Segmentation labeling rows:

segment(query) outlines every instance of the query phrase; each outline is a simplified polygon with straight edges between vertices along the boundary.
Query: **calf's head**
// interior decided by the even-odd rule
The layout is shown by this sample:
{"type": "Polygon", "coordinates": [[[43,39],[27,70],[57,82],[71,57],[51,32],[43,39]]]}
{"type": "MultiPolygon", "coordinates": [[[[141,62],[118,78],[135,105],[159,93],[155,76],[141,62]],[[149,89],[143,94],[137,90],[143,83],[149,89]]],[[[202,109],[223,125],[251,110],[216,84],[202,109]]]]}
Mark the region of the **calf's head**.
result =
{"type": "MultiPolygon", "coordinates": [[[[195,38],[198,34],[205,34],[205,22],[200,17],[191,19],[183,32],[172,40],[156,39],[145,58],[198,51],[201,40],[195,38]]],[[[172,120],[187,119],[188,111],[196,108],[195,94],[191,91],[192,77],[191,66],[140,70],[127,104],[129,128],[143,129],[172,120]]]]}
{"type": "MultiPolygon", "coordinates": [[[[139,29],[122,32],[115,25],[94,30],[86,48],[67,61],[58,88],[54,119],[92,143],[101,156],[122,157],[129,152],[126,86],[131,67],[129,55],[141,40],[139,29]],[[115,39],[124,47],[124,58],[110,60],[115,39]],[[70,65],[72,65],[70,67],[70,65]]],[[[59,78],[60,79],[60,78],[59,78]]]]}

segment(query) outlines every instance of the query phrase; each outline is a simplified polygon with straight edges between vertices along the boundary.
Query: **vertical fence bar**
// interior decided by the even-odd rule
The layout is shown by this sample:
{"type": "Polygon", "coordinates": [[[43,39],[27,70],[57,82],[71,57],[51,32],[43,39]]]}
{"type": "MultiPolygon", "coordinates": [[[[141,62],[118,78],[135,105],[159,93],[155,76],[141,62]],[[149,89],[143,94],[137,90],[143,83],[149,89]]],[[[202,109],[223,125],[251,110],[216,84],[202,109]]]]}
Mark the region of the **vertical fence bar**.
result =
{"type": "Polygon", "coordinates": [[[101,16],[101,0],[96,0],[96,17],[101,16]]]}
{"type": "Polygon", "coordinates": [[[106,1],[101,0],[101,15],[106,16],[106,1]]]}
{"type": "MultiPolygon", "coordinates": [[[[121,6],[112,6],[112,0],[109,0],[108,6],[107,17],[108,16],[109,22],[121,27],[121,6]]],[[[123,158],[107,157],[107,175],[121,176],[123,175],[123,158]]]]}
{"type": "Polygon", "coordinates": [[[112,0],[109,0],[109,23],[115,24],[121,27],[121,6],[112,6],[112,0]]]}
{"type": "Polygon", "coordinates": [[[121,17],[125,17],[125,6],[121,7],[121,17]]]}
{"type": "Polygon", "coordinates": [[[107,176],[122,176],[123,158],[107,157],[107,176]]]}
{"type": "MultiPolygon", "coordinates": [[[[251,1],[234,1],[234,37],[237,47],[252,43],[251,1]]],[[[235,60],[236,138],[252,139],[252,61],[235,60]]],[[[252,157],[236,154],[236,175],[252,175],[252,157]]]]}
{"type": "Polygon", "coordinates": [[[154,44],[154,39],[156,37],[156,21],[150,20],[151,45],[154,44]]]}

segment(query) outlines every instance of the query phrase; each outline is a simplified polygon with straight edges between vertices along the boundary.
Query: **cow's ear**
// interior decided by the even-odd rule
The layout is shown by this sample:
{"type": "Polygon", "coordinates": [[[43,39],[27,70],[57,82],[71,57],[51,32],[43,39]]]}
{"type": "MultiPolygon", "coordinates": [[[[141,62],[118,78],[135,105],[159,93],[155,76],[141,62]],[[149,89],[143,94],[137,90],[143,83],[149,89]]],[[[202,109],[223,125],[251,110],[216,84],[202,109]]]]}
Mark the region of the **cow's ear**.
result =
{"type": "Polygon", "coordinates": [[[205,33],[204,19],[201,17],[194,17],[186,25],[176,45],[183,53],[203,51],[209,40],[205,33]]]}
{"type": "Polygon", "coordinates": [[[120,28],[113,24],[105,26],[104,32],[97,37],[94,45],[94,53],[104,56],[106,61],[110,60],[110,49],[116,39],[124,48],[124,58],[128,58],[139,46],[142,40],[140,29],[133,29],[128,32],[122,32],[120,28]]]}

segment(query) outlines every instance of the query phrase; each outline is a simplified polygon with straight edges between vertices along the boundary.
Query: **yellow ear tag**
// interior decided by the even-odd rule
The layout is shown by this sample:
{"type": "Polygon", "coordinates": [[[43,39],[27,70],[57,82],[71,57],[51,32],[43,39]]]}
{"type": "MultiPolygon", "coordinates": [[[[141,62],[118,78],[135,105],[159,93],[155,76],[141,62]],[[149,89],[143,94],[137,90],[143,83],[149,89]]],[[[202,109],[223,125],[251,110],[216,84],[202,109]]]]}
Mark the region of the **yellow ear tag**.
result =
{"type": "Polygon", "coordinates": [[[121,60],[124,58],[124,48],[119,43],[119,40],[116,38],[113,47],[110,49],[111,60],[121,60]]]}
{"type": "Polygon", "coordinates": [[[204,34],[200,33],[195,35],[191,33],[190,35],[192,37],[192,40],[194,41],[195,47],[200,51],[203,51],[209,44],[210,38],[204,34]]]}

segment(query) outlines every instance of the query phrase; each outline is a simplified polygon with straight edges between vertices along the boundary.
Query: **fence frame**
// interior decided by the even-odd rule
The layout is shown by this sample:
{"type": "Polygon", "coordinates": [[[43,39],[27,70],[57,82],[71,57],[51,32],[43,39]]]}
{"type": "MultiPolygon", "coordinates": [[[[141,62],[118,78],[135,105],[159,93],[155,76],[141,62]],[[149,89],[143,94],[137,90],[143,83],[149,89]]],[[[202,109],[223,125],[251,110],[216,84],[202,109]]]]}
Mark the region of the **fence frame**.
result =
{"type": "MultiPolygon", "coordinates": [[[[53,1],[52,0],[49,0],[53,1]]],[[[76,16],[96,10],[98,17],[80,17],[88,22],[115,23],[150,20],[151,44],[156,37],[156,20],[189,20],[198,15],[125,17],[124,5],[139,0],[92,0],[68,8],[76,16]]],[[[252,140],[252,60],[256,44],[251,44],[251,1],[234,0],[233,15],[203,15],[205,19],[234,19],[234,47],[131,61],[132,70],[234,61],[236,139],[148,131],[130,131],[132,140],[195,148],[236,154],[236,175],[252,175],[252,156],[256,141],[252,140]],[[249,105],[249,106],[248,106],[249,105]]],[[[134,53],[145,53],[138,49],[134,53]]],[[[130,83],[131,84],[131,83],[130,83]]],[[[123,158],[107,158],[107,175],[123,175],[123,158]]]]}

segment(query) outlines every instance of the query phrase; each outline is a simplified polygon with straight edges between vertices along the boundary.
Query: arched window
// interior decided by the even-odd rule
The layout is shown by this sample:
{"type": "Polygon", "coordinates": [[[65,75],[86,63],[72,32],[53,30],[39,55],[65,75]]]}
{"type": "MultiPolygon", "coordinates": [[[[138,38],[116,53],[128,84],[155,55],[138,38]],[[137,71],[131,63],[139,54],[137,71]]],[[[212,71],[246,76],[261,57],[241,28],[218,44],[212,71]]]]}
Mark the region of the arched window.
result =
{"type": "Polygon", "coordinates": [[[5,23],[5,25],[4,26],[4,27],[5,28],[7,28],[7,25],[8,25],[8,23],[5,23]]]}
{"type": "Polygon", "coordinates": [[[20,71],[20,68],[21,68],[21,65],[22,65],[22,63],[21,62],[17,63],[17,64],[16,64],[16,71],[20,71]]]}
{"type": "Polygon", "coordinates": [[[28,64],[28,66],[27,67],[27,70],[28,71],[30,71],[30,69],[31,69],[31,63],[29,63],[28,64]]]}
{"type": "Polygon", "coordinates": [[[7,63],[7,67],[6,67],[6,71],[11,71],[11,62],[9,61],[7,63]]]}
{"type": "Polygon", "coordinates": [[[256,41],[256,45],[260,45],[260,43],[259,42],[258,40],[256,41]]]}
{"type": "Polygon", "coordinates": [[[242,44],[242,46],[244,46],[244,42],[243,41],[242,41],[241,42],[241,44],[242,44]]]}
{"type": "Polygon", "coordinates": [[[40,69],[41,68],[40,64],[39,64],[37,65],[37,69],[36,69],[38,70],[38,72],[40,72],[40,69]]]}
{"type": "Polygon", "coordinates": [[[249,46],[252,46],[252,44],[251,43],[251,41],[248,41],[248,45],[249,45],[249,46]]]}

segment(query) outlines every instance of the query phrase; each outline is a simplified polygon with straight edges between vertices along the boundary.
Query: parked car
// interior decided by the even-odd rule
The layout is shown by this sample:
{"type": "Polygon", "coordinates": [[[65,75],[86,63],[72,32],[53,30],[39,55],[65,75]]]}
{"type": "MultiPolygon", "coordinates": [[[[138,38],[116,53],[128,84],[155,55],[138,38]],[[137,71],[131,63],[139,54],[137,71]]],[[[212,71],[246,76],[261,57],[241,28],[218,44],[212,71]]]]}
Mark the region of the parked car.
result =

> [The exercise]: Gather every line of the rows above that contains the word "arched", and copy each one out.

> [The response]:
Query: arched window
Mark the region of the arched window.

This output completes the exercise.